» **What you will do**
Among the lines below, keep only those from the one containing "Target: sparse plant" through the one containing "Guideline: for each instance of the green shrub, put", and reproduce them exactly.
##### Excerpted records
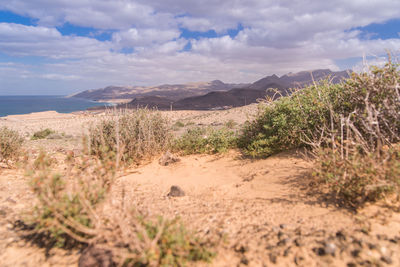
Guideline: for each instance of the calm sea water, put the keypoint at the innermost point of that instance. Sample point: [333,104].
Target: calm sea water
[10,105]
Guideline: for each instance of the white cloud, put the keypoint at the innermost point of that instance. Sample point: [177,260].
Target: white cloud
[275,37]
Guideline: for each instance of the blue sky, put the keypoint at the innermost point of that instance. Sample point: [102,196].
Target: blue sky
[61,47]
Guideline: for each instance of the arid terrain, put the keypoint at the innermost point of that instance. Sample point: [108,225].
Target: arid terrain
[260,212]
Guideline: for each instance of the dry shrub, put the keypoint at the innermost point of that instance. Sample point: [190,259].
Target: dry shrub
[10,145]
[42,134]
[73,206]
[130,136]
[356,149]
[351,127]
[199,140]
[67,201]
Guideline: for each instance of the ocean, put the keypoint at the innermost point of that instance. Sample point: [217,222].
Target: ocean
[10,105]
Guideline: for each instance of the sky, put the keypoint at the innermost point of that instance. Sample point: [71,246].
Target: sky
[60,47]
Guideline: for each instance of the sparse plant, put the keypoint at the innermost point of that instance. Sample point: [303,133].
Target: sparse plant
[73,206]
[230,124]
[42,134]
[68,200]
[130,136]
[10,144]
[205,140]
[179,124]
[352,128]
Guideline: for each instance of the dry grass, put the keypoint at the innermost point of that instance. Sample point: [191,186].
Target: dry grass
[10,145]
[74,206]
[130,136]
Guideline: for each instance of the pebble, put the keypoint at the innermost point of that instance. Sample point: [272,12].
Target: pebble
[355,253]
[386,259]
[272,257]
[330,248]
[244,261]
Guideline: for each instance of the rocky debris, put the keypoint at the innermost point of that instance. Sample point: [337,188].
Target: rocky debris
[176,191]
[95,257]
[167,159]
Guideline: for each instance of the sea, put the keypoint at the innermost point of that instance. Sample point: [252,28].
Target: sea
[11,105]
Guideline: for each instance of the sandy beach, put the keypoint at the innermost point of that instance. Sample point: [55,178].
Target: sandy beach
[264,209]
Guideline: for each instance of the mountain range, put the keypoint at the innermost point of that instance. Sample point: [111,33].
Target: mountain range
[209,95]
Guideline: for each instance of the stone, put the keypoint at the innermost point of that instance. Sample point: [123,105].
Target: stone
[176,191]
[330,248]
[386,259]
[95,257]
[168,159]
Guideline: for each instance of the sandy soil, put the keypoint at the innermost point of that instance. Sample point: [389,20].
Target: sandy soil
[265,211]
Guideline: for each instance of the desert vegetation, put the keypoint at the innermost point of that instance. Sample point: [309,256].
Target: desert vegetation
[351,132]
[130,136]
[42,134]
[352,128]
[198,140]
[10,145]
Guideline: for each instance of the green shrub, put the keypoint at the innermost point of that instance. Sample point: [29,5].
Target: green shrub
[67,200]
[71,208]
[10,144]
[131,136]
[290,121]
[42,134]
[348,126]
[205,140]
[359,177]
[230,124]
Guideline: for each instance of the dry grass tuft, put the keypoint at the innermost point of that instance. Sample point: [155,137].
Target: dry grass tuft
[10,145]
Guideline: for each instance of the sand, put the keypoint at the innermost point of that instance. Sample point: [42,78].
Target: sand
[265,210]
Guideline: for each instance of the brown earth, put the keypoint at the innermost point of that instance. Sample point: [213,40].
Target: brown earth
[261,212]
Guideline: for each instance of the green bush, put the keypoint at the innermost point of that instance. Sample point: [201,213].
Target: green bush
[291,121]
[42,134]
[131,136]
[359,177]
[205,140]
[67,200]
[71,208]
[10,144]
[350,127]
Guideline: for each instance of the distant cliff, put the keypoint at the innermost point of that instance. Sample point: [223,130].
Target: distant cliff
[211,95]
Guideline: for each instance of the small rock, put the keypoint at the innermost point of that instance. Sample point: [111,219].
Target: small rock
[10,200]
[54,136]
[287,251]
[272,257]
[244,261]
[386,259]
[355,253]
[282,226]
[95,257]
[3,213]
[330,248]
[284,241]
[241,249]
[298,259]
[298,242]
[176,191]
[340,235]
[167,159]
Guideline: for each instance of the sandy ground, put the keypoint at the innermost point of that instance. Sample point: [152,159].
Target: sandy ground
[264,211]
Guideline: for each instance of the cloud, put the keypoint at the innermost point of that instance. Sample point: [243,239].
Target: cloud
[273,37]
[21,40]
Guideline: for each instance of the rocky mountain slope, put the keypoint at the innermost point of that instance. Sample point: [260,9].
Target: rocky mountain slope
[171,91]
[210,95]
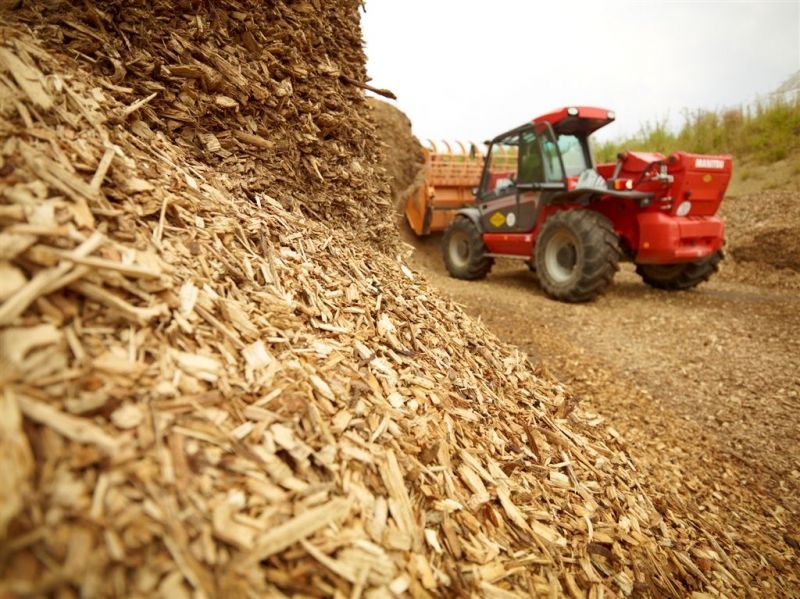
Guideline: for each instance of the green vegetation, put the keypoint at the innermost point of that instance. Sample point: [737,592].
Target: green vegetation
[766,133]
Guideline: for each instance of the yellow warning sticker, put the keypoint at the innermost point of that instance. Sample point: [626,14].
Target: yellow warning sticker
[497,219]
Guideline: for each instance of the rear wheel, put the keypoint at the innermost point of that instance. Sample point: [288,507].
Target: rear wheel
[676,277]
[464,251]
[577,254]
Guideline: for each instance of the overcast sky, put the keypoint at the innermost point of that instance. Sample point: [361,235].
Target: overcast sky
[470,69]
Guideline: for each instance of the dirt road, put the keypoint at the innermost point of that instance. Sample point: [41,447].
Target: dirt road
[704,386]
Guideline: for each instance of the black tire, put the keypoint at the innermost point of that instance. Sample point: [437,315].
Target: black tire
[577,253]
[464,251]
[679,277]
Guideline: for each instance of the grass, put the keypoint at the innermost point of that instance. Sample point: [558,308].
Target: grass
[766,133]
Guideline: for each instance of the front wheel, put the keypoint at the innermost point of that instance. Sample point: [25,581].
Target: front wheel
[464,251]
[681,276]
[577,254]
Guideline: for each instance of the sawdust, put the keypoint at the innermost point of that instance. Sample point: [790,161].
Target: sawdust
[701,386]
[213,384]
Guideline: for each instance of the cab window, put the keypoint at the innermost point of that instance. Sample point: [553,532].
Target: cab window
[501,172]
[572,155]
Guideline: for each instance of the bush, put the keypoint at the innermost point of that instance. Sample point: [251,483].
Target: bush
[766,132]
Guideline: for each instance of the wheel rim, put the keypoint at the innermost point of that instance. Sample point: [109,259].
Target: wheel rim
[459,249]
[561,256]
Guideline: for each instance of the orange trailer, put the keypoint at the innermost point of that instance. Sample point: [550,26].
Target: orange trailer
[450,177]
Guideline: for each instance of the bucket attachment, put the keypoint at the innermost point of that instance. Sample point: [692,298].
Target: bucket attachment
[449,177]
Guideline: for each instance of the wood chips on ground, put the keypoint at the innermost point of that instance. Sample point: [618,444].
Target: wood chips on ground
[216,382]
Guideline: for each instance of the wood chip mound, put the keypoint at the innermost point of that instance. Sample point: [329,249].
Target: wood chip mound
[214,384]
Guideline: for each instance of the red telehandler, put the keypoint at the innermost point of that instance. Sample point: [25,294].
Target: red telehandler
[542,199]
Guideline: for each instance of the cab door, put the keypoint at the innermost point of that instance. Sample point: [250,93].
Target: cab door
[497,196]
[540,172]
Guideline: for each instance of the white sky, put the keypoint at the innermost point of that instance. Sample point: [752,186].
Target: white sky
[470,69]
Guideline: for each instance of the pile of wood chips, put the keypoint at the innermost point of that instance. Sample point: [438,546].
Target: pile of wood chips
[211,384]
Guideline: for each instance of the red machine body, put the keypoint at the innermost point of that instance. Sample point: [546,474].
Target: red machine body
[678,221]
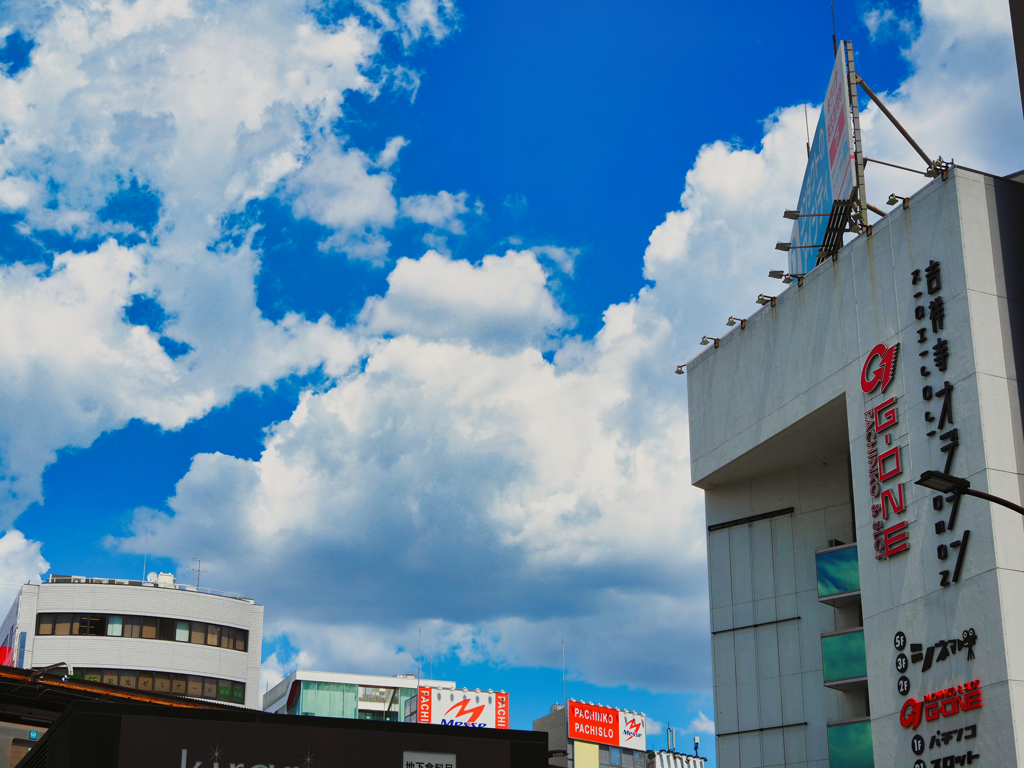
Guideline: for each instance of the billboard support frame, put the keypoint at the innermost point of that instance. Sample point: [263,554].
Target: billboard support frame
[858,147]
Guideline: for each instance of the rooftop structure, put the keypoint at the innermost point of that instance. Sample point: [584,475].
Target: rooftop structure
[157,636]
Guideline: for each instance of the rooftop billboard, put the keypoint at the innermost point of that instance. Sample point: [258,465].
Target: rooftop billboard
[829,175]
[465,708]
[604,725]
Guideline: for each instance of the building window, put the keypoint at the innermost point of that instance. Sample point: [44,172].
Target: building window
[850,745]
[150,628]
[843,656]
[162,682]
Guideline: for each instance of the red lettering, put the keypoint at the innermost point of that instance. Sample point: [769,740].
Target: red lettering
[896,539]
[887,496]
[909,716]
[885,474]
[888,413]
[883,374]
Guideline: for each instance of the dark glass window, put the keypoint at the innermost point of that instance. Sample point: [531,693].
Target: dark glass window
[843,655]
[165,629]
[838,571]
[62,625]
[850,745]
[44,624]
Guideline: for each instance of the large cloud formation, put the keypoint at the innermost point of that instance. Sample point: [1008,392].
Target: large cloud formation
[471,466]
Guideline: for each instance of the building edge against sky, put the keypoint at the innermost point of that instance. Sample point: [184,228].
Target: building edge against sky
[155,635]
[858,619]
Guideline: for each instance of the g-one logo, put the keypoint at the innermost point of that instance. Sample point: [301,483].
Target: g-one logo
[884,360]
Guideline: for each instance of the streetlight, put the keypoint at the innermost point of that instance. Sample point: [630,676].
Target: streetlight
[961,486]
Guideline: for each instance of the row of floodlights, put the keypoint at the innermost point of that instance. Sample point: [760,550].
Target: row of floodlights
[762,299]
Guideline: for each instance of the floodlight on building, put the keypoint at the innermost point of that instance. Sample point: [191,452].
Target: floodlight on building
[945,483]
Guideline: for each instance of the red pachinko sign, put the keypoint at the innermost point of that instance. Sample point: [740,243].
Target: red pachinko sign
[424,709]
[502,711]
[885,460]
[592,723]
[941,704]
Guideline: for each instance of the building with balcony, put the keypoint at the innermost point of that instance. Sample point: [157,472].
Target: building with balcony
[837,583]
[156,636]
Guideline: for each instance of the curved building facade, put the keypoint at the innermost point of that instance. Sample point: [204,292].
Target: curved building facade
[156,635]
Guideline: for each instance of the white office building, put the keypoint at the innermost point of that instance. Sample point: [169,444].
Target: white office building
[398,698]
[156,635]
[859,619]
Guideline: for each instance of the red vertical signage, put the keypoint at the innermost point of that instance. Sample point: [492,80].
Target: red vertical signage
[424,709]
[502,710]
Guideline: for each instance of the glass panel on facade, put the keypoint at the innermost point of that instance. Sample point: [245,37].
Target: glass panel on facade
[307,699]
[843,655]
[838,571]
[323,707]
[62,624]
[181,632]
[850,745]
[179,684]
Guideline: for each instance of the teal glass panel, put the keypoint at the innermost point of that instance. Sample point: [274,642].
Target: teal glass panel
[307,699]
[323,709]
[838,571]
[850,745]
[843,656]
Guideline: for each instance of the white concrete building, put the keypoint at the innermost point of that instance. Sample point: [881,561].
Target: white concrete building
[857,619]
[156,635]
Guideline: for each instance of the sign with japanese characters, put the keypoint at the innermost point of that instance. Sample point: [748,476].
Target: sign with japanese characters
[469,709]
[604,725]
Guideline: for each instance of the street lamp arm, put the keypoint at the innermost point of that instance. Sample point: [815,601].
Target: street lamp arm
[994,500]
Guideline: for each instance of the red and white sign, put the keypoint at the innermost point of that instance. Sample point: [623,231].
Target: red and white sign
[604,725]
[464,708]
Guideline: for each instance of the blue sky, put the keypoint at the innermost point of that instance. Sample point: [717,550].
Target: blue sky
[376,306]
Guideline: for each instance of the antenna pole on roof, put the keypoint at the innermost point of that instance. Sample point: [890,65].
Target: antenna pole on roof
[563,672]
[835,39]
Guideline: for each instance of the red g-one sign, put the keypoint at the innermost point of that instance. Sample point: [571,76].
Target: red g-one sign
[606,726]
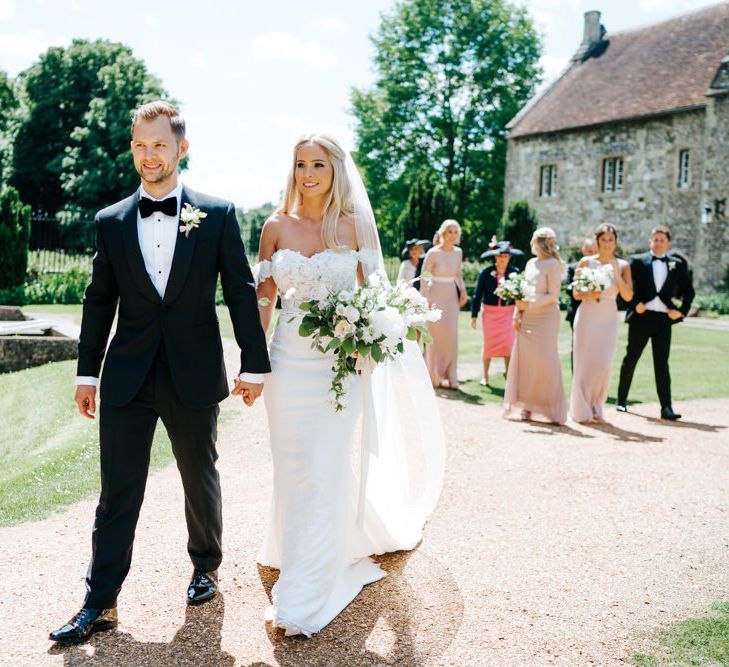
##########
» **Solution below**
Target: sparse plant
[73,206]
[230,124]
[42,134]
[68,200]
[130,136]
[10,144]
[205,140]
[179,124]
[352,128]
Guideline: for each instance of the dry grass, put the keypoint at the innermost point of that instance. Sample point: [191,186].
Target: dry grass
[10,145]
[74,206]
[130,136]
Guideline: for each instance of the pebble, put the keypoint at the innermost point of that instance. Sample point: [272,12].
Target: pebble
[355,253]
[386,259]
[272,257]
[330,248]
[244,261]
Guideline: for each instance of the rocky debris, put the keypoint at the innermost point of that instance. Sample point: [337,188].
Target: rocky debris
[176,191]
[95,257]
[167,159]
Guideline: for each instance of the sea, put the keypoint at the innermost point of that instance. Sample point: [252,28].
Target: sea
[11,105]
Guideline: for each instance of the sandy beach, put the keypoint at the innermost point of that instance. Sample point: [55,178].
Target: sandy beach
[264,209]
Guideline: for each instance of the mountain range, put the keypoint at the innermost point of that instance. Sample point: [111,33].
Target: mountain range
[209,95]
Guideline: for each instance of the stone, put the keypoint at the innermost point of that instance. Sample point: [123,105].
Target: stone
[176,191]
[330,248]
[386,259]
[95,257]
[168,159]
Guideline: for each instance of the sandy soil, put the keypoint at the innermost point of that instance. Sample point: [389,20].
Target: sandy soil
[265,211]
Guideline: for each instance of the desert vegetation, put the keypoint at the innermost point of that instance. Sample point: [309,256].
Target: desert vegetation
[351,132]
[130,136]
[42,134]
[352,128]
[198,140]
[10,145]
Guideline: for each instance of the green shrub, put the keypoint at the innermost point of that instance. Sample point: [29,5].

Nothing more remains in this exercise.